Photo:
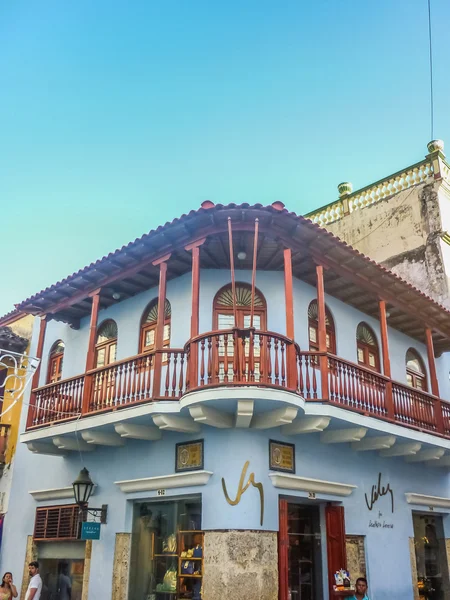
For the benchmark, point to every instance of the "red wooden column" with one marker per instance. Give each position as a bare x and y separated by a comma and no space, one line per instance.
322,331
195,312
386,358
336,551
90,357
289,295
433,379
35,380
283,551
159,333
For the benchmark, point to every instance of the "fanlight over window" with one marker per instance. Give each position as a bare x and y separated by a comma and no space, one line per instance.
224,319
106,347
313,328
55,362
367,347
415,370
148,326
243,297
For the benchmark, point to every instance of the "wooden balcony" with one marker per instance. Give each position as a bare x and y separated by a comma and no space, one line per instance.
239,357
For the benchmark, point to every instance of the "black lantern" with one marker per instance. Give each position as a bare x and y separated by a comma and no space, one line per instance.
82,487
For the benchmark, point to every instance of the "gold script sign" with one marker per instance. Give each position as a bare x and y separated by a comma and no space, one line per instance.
189,456
282,456
243,488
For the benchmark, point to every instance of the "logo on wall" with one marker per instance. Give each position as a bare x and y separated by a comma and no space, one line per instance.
243,488
378,491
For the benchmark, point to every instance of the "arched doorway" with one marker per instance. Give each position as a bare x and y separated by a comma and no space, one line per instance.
240,353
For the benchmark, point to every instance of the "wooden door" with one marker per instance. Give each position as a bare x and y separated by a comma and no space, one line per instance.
336,552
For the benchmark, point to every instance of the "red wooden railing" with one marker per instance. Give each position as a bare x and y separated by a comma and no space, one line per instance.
121,383
240,357
415,408
308,374
175,364
58,401
356,387
4,431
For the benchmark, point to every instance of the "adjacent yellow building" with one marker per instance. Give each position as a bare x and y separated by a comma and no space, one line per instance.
15,335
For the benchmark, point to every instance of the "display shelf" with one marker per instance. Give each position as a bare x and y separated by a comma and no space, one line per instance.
189,541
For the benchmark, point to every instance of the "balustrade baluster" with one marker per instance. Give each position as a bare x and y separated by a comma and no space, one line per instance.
225,358
314,383
345,368
300,374
174,376
235,356
202,362
209,366
341,384
148,368
308,360
166,391
180,388
269,359
243,363
331,376
251,357
277,368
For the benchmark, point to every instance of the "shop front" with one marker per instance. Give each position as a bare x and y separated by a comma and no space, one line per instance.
239,513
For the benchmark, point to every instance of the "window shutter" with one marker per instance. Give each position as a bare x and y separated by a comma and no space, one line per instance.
337,558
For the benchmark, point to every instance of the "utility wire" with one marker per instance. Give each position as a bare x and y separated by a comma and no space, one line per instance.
431,71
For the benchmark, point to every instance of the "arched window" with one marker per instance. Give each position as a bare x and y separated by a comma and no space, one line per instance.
106,346
313,328
415,370
224,319
223,308
55,362
148,326
368,353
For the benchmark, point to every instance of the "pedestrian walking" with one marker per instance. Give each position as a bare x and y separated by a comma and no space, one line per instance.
8,590
35,586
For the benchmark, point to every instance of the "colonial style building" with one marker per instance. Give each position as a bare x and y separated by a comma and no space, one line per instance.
15,336
255,416
401,221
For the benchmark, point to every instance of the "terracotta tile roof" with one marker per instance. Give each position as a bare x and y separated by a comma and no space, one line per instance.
177,233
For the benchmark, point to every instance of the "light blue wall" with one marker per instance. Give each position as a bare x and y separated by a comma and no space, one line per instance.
128,313
225,454
227,450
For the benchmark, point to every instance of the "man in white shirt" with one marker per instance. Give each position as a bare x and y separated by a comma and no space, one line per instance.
35,585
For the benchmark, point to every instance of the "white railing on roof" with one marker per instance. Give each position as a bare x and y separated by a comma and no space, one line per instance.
433,166
385,188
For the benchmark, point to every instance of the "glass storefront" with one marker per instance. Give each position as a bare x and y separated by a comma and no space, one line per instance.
167,550
62,579
431,557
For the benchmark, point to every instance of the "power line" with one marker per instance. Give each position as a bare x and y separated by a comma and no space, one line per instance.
431,71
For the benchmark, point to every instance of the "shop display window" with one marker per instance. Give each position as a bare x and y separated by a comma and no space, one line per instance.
167,551
431,557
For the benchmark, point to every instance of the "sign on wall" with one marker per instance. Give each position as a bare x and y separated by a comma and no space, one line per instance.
189,456
90,531
281,457
379,490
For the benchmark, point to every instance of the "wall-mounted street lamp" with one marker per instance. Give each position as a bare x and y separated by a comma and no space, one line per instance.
83,487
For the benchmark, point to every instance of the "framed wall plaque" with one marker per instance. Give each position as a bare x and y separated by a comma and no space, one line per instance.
281,456
189,456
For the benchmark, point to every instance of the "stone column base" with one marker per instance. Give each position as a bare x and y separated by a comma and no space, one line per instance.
121,566
240,564
30,555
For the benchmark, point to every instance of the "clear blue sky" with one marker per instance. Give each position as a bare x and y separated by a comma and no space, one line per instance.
117,116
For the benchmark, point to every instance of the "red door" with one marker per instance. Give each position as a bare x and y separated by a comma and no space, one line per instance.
336,554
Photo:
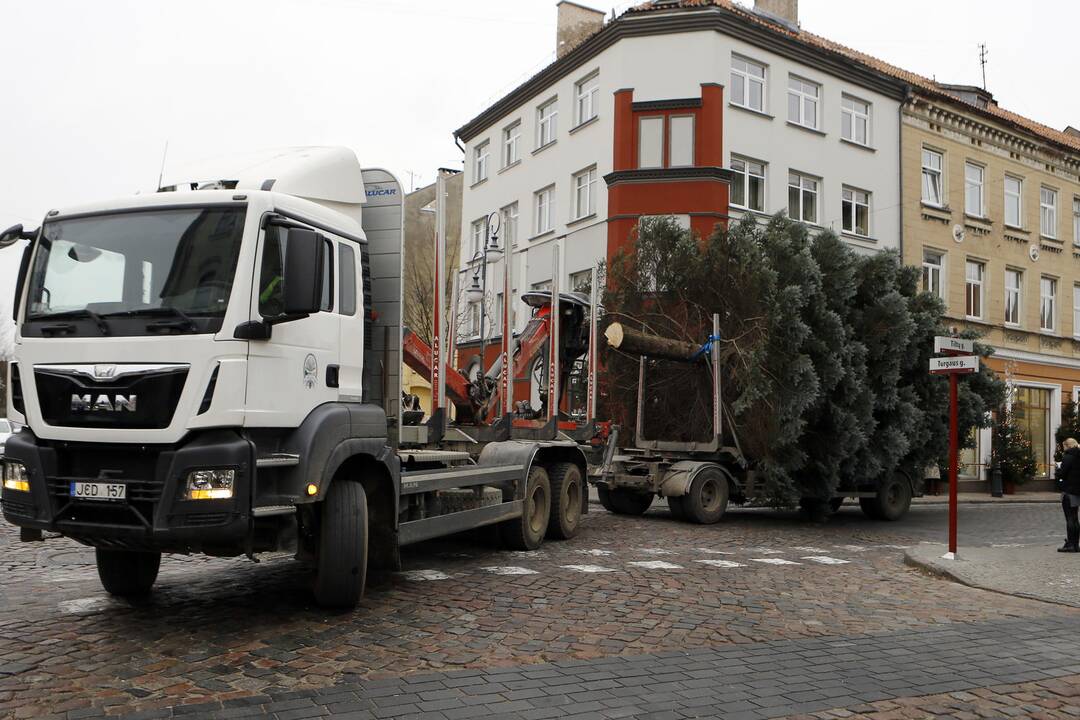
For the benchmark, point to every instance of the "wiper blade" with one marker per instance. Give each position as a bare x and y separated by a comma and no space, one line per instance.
103,324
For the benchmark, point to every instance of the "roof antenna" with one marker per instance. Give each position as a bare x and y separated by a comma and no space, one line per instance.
161,173
982,60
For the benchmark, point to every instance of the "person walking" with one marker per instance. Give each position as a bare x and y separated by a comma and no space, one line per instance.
1068,480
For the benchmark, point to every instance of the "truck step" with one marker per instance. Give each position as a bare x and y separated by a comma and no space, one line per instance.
278,460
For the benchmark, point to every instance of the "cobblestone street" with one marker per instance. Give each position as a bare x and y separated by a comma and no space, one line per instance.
761,615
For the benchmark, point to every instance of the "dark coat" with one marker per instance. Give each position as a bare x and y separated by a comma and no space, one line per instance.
1068,474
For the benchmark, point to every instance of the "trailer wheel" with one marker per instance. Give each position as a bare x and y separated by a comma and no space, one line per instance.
126,573
622,501
566,499
706,500
526,532
892,501
341,567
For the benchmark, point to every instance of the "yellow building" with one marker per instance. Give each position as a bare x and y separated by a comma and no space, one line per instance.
991,214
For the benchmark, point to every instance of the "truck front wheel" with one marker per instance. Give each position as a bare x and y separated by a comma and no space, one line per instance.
126,573
567,489
526,532
341,566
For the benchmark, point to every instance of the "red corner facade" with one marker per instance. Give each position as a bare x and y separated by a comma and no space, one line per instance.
664,182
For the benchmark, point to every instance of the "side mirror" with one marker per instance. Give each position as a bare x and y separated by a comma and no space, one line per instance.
13,234
302,274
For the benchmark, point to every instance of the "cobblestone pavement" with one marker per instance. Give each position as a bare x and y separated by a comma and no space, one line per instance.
245,637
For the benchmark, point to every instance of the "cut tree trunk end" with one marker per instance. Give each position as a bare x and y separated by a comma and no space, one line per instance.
633,341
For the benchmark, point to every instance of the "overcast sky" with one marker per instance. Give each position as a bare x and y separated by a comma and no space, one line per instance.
92,91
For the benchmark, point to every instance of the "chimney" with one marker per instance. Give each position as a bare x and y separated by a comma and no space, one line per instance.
576,23
785,11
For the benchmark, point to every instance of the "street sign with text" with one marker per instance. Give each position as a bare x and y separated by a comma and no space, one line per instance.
954,345
961,365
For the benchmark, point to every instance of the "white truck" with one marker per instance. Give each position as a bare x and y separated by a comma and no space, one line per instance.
215,368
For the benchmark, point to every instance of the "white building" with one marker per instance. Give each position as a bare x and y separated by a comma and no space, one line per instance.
719,92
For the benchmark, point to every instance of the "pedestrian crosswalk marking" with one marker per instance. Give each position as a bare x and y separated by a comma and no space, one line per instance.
721,564
824,559
588,568
656,565
509,570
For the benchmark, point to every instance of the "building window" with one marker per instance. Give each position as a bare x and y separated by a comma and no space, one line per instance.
973,176
855,120
975,271
747,184
932,177
547,123
933,273
510,225
747,83
481,154
1076,221
650,148
512,144
1014,201
802,102
855,208
1048,212
545,209
584,193
1014,282
588,92
680,141
1048,304
801,198
476,236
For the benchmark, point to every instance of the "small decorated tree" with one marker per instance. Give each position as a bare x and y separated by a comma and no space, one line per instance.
1011,451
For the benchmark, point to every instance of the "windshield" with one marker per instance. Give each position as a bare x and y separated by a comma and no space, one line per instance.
135,272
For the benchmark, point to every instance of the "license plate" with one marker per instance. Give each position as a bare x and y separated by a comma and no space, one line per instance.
98,490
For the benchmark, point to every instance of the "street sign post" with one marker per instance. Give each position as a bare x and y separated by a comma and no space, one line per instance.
954,366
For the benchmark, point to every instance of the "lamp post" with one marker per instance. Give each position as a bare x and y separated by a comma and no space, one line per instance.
477,293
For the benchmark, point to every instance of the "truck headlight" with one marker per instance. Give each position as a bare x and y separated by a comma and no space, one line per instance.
211,484
15,476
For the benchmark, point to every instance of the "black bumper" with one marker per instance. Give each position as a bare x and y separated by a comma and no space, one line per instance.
156,514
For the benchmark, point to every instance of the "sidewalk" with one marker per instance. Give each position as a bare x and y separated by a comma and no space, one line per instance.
977,498
1031,571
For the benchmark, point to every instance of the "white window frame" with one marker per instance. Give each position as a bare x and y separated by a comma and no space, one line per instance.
586,94
979,283
547,123
933,273
854,116
1048,212
1014,298
851,194
584,180
969,186
743,176
801,186
1048,303
750,79
939,173
1016,198
804,96
482,154
510,216
512,144
543,205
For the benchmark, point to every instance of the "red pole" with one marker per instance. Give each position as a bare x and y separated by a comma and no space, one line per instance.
953,450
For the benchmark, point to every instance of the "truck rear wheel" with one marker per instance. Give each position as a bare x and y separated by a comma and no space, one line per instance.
341,566
567,489
526,532
622,501
126,573
706,500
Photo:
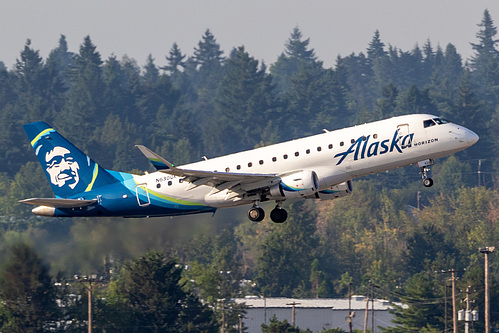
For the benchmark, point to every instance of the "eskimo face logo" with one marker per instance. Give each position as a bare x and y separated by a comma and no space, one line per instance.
62,168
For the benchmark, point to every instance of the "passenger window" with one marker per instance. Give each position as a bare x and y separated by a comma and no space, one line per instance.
428,123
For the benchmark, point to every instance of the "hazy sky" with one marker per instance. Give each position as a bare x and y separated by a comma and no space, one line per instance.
139,28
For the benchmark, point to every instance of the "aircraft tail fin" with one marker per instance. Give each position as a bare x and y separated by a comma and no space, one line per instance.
68,169
157,161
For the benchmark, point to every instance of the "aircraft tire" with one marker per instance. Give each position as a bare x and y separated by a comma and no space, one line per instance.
278,215
427,182
256,214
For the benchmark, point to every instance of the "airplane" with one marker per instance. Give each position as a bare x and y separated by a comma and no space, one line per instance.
315,167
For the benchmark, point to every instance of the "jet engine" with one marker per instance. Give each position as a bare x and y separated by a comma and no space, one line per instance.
334,192
296,185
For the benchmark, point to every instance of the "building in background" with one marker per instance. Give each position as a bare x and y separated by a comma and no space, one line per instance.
317,313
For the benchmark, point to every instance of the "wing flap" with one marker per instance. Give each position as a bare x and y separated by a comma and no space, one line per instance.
58,203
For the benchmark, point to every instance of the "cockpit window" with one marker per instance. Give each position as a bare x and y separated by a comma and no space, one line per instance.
441,121
428,123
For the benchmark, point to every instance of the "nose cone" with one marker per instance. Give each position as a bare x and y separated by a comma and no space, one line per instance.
44,211
471,137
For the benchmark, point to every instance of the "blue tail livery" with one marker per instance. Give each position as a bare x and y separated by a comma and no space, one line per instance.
315,167
67,168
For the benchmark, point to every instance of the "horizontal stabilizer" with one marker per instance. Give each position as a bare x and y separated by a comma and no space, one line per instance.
221,180
159,162
58,203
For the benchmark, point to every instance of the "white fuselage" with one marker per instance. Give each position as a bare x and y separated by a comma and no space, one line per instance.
335,157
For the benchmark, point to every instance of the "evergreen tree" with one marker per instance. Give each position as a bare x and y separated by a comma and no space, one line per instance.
423,307
485,62
486,47
208,58
152,299
85,105
176,63
295,56
63,62
244,103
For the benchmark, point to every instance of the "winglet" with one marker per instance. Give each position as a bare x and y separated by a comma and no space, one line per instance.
157,161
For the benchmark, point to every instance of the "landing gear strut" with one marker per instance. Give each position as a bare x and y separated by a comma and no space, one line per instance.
425,169
278,214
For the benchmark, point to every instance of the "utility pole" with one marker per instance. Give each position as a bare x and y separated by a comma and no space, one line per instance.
90,283
486,251
293,312
467,313
454,308
350,324
366,314
223,316
240,323
479,171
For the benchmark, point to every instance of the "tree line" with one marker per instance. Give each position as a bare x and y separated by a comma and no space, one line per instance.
211,104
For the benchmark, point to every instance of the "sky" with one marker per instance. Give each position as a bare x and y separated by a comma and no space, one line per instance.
334,27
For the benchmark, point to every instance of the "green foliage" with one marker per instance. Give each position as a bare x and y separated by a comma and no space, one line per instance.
423,308
28,299
151,299
206,104
276,326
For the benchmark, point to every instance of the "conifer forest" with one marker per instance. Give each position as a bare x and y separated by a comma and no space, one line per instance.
167,274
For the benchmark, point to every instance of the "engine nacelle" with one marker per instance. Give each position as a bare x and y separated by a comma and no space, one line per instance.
297,185
334,192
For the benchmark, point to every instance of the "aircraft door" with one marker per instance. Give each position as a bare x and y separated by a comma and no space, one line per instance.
139,190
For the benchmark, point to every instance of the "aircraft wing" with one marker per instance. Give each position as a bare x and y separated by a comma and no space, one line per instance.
58,203
219,180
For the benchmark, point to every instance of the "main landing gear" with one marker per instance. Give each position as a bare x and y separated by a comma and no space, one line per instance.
425,169
277,215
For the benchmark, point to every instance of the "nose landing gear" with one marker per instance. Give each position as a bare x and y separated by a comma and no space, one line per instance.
277,215
425,169
256,213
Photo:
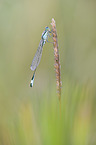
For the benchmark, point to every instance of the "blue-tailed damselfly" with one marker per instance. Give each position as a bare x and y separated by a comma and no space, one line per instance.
38,54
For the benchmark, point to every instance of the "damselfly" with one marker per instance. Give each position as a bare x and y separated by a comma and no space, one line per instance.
37,57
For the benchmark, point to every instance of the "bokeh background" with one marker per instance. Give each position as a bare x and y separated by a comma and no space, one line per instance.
31,116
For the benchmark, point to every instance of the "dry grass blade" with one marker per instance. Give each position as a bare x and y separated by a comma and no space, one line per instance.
57,61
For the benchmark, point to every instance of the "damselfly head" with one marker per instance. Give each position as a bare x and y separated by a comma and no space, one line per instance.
47,29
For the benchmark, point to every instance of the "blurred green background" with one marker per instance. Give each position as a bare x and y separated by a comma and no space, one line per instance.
31,116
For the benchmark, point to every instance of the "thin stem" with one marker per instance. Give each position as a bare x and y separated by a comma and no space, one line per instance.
57,61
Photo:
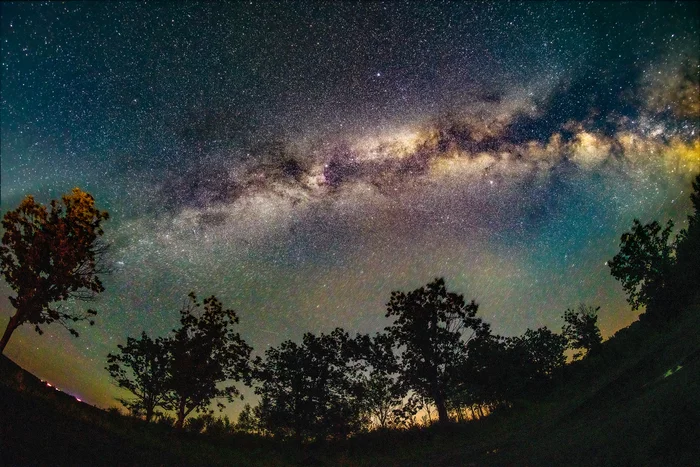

**Task details**
List every line in the entries above that contains the word "background", copying each line in full.

**The result**
For the benchmark, point to every instance of the "building in background" with one marker per instance. Give each position as a bare x and y separated by a comma and no space, one line per instance.
For the benchmark, point to every instance of the "bokeh background" with one marker per instance. Give each position as a bare x and y separated by a comma and no space, one line per instance.
For the benchmark, point to every instance of the "blurred green background" with one marker per instance. Give each position as a bare x and y separated by a comma and no space, one line per instance.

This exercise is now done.